**Passage given:**
· · · ·

# Reducing a pattern



## Bgjazz (Aug 22, 2015)

I have made a template and have flush trimmed to make copies but need to make another copy 1/4" smaller than the original template. Is there a way to do this? Thanks


----------



## Stick486 (Jan 4, 2013)

Bgjazz said:


> I have made a template and have flush trimmed to make copies but need to make another copy 1/4" smaller than the original template. Is there a way to do this? Thanks


reduce the size of the bearing by ½''...
go to a lager dia bit if need be to get the reduction...
ie... 1'' dia bit w/ a ½'' dia bearing...
or...
step reduce by ¼'' and making a new pattern that will be 1/8'' smaller...
do this twice...


----------



## RainMan 2.0 (May 6, 2014)

Welcome to the forum . Filling out your profile telling a little about yourself and a first name is always nice


----------



## old55 (Aug 11, 2013)

Welcome to the forum.


----------



## Mike (Nov 22, 2004)

Or use a guide bushing that is 1/4" larger in diameter.


----------



## Stick486 (Jan 4, 2013)

Bgjazz said:


> I have made a template and have flush trimmed to make copies but need to make another copy 1/4" smaller than the original template. Is there a way to do this? Thanks


plan ''B''......

cut a copy...
leave the template and copy sandwiched together w/ DS tape...
now using a rabbiting bit w/ the bearing adjusted for depth of cut you need to cut the copy to size follow the pattern w/ the bearing and cut the bottom piece down to size...

http://www.infinitytools.com/Rabbet...ter-Height-Router-Bit-Set/productinfo/00-556/


----------



## Stick486 (Jan 4, 2013)

Mike said:


> Or use a guide bushing that is 1/4" larger in diameter.


Mike..
isn't that going the opposite way????


----------



## tomp913 (Mar 7, 2014)

Depending on the thickness of the template, wouldn't the quick way to go be to cut a 1/4" wide rabbet (I'm assuming that the pattern is reduced 1/4" all around - otherwise cut an 1/8" wide rabbet) around the pattern to about 1/2 of the thickness, flip it over and use a pattern bit to cut off the lip? this would be done on the copy of course.


----------



## Stick486 (Jan 4, 2013)

· · · ·

**Records shown:**
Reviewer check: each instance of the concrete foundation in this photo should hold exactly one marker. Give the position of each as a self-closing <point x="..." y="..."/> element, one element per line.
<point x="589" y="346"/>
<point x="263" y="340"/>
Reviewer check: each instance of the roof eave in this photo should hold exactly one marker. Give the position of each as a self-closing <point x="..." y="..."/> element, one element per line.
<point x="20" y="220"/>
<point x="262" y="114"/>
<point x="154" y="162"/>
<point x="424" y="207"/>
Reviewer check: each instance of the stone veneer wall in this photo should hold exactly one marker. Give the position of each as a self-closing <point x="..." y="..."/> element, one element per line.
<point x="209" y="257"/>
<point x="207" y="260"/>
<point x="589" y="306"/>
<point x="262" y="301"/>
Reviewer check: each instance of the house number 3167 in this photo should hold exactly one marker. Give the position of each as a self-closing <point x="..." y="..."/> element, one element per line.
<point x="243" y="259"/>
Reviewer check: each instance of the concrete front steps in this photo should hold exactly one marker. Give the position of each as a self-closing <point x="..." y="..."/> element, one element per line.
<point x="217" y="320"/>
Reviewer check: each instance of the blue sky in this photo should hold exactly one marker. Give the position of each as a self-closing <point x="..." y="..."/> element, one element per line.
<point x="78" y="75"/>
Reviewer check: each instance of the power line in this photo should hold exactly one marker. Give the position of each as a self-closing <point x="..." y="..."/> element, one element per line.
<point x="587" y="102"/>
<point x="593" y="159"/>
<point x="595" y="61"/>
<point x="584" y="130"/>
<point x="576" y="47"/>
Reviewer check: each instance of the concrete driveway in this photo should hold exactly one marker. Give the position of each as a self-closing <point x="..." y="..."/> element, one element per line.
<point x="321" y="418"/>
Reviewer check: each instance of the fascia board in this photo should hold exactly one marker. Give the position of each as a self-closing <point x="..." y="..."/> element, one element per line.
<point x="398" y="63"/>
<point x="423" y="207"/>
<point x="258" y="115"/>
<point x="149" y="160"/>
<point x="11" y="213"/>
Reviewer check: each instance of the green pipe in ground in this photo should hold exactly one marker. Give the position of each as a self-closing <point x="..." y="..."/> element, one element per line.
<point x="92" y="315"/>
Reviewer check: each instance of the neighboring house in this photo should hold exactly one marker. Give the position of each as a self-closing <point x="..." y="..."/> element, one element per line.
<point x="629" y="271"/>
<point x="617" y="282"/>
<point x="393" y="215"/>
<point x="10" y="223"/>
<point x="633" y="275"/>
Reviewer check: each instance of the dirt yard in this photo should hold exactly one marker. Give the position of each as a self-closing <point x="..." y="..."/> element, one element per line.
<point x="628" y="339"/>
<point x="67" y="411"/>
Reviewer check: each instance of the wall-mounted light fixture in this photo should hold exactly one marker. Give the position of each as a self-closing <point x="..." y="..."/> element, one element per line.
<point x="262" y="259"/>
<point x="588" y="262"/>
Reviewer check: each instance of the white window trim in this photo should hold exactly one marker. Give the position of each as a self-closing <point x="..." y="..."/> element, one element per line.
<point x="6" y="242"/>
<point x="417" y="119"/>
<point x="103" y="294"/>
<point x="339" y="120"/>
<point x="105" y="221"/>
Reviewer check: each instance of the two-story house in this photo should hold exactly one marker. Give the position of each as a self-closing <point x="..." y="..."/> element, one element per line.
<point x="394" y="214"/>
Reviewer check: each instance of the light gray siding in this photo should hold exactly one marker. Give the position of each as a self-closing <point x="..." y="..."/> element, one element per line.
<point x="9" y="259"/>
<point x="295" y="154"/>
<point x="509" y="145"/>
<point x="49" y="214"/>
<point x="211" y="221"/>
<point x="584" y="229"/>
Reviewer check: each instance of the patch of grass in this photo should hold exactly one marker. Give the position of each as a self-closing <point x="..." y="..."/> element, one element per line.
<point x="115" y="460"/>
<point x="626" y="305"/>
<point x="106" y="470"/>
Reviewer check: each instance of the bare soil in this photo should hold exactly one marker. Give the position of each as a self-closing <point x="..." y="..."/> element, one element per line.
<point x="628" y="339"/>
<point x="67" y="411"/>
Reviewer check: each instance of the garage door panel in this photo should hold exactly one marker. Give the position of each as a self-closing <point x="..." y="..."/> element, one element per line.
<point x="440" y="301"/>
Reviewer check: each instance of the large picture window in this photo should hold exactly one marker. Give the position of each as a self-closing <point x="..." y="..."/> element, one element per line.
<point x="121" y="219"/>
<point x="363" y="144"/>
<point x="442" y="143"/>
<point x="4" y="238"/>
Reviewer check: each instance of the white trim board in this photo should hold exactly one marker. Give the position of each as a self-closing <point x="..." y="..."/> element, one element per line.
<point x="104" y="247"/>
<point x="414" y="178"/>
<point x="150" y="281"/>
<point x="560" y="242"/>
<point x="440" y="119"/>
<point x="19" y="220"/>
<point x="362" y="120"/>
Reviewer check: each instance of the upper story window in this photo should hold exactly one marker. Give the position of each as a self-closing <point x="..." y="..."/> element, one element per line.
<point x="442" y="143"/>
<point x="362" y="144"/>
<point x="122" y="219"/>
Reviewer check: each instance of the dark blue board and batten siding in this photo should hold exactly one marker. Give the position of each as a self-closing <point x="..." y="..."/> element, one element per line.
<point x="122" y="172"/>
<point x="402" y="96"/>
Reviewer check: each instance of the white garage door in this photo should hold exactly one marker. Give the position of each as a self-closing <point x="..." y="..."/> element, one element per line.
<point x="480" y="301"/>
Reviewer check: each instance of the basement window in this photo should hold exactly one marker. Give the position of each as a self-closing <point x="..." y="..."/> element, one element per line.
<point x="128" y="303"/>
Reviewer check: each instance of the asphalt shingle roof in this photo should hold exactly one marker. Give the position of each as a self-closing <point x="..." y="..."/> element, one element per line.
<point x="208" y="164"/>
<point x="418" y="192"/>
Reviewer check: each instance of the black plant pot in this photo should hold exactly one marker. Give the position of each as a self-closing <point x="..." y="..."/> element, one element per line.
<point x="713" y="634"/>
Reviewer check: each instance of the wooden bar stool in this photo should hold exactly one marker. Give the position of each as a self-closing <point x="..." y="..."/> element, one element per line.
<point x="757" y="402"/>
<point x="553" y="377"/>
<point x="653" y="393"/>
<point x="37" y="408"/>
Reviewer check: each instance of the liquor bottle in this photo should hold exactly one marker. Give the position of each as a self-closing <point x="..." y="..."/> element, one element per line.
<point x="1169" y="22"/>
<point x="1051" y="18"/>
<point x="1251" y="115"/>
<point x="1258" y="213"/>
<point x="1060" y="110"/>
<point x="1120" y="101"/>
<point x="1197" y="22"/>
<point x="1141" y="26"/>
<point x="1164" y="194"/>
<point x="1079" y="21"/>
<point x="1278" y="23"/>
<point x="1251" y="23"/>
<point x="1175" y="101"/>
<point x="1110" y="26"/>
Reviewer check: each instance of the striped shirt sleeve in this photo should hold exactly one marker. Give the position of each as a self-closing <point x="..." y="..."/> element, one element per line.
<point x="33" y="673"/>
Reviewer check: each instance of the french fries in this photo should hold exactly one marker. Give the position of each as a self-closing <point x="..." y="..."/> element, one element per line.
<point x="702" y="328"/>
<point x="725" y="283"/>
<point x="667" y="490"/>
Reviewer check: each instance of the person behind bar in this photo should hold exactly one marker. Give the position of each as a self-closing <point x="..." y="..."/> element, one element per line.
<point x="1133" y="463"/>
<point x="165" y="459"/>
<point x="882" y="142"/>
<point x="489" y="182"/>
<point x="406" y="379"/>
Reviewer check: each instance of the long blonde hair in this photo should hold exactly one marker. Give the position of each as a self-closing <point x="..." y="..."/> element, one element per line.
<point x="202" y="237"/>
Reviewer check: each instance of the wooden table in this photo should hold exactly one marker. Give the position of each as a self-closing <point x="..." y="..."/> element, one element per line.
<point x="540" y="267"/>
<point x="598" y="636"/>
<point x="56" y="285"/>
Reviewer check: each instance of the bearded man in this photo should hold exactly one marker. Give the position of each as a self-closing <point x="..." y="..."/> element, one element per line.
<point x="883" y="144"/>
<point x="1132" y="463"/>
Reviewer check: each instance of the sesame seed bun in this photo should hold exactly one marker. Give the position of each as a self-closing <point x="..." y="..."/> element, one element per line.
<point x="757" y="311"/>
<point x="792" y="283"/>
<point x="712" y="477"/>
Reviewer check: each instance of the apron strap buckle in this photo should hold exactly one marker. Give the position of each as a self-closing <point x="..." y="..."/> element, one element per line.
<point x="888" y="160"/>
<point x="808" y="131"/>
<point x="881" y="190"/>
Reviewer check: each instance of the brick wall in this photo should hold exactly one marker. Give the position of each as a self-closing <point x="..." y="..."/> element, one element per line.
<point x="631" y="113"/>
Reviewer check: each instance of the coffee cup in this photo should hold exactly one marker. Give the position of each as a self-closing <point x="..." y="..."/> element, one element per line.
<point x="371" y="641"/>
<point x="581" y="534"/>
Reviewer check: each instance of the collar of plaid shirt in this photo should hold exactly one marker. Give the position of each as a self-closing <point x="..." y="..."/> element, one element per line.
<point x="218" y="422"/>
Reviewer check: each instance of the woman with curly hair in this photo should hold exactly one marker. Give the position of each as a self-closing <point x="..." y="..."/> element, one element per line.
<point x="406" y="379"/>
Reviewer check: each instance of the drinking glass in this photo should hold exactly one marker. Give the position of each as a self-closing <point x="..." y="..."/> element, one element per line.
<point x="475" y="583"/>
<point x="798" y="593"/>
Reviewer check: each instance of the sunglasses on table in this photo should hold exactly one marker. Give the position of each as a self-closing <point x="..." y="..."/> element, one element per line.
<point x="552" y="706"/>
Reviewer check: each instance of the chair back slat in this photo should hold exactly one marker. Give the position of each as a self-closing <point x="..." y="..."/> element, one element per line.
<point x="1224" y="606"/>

· · · ·

**Stated exercise 1:**
In the thread on reducing a pattern, what size of guide bushing does Mike suggest using?
**Stated exercise 2:**
Please sum up the thread on reducing a pattern in two sentences.
**Stated exercise 3:**
Decide whether each statement agrees with the thread on reducing a pattern, answering yes or no and quoting the words of the thread that settle it.
(a) Stick486 suggests reducing the size of the bearing by ½''.
(b) tomp913 suggests cutting the rabbet through the full thickness of the pattern.
(c) In Stick486's plan B, the template and copy are left sandwiched together with tape.
The records have no connection to the text.

**Complete response 1:**
One that is 1/4" larger in diameter.

**Complete response 2:**
A forum member who had flush trimmed copies from a template asked how to make another copy 1/4" smaller than the original. Replies suggested a smaller bearing with a larger-diameter bit or reducing in two steps, a guide bushing 1/4" larger in diameter (which Stick486 questioned as going the opposite way), a rabbeting bit following the taped-on template, or cutting a rabbet around the copy and trimming off the lip with a pattern bit.

**Complete response 3:**
(a) Yes: "reduce the size of the bearing by ½''..."
(b) No: "around the pattern to about 1/2 of the thickness"
(c) Yes: "leave the template and copy sandwiched together w/ DS tape..."